* WHAT YOU ARE ASKED TO DO
Please render the data from the line containing "frame in this photo." through the line containing "112), (579, 85)]", both included, as a Markdown table with a Row column for the row number and a Text column for the line, leaving out any blank lines.

* DATASET EXTRACT

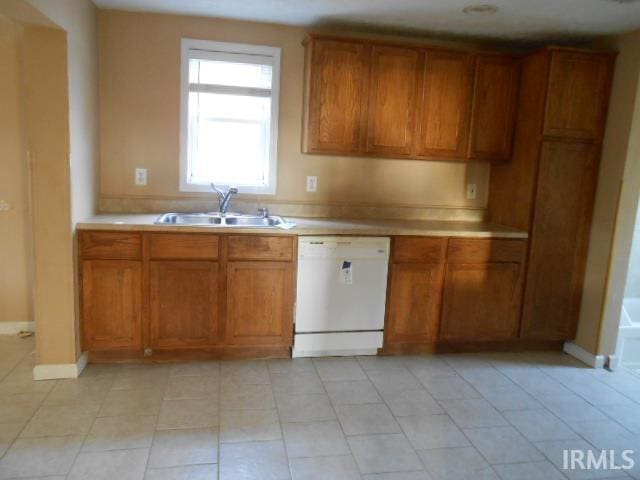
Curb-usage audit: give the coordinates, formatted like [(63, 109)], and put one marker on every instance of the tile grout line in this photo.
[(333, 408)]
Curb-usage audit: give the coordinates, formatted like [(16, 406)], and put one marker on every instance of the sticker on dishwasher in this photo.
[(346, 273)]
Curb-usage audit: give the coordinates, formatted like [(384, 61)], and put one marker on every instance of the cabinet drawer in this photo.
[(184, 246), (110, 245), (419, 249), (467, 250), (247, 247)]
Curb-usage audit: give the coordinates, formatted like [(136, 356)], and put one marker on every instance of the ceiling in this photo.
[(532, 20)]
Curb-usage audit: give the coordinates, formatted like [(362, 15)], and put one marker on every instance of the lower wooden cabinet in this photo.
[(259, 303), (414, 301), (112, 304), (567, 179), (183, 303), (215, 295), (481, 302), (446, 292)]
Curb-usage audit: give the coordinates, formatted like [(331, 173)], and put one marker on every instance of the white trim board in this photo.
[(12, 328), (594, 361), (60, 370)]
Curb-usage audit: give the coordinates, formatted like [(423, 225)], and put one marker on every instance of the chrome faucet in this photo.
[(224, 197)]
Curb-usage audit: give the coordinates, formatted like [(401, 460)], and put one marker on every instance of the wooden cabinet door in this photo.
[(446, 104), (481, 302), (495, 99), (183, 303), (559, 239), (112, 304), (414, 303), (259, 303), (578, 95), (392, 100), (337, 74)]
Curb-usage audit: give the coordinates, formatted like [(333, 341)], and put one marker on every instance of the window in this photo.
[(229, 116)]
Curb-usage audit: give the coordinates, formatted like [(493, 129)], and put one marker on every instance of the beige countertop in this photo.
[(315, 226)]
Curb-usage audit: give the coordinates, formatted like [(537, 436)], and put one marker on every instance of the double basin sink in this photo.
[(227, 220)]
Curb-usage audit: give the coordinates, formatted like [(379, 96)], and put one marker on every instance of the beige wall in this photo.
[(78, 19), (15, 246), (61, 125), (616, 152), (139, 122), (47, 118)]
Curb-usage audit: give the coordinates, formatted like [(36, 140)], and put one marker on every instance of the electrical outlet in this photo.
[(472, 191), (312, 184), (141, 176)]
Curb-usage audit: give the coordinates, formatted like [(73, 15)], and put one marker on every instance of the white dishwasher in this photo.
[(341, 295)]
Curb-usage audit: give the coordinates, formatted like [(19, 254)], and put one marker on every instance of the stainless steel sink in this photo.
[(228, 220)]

* * *

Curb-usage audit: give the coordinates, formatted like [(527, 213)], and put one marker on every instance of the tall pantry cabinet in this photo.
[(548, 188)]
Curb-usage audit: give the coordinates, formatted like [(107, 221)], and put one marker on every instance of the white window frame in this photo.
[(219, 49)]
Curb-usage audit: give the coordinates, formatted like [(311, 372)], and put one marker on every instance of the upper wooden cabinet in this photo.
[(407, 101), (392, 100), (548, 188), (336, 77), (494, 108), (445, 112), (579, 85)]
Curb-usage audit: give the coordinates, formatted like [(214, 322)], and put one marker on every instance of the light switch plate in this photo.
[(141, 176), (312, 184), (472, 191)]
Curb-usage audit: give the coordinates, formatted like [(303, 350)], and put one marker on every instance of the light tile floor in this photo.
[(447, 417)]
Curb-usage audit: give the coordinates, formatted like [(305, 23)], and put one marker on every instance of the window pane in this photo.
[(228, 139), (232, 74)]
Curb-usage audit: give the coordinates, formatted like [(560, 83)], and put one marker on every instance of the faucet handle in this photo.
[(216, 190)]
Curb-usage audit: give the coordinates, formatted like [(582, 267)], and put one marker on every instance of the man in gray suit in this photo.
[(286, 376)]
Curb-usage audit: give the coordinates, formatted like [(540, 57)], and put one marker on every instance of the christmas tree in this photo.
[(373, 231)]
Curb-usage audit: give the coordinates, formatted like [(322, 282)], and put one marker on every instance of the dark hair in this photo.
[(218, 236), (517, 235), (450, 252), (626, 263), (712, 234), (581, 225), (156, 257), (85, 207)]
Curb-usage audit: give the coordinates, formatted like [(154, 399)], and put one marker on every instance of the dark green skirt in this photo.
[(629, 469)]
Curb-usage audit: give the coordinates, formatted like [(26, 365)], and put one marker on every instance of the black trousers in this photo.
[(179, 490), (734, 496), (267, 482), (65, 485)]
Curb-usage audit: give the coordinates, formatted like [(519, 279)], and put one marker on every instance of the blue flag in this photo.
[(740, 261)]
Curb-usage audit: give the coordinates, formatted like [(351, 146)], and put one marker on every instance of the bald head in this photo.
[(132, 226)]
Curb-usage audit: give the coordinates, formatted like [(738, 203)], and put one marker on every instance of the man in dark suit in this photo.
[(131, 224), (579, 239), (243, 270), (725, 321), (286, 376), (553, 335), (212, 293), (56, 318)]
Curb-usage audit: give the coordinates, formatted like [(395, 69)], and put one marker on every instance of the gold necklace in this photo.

* EXERCISE OUTPUT
| Row | Text |
|---|---|
| 1 | Curb-usage audit: give the coordinates, formatted like [(107, 221)], and put one marker on every instance of the white window frame in this photo. |
| 2 | [(219, 49)] |
| 3 | Curb-usage audit: give the coordinates, formatted like [(311, 372)], and put one marker on every instance of the upper wooden cabinet in this photo. |
| 4 | [(407, 101), (392, 100), (548, 188), (336, 77), (494, 108), (445, 112), (579, 85)] |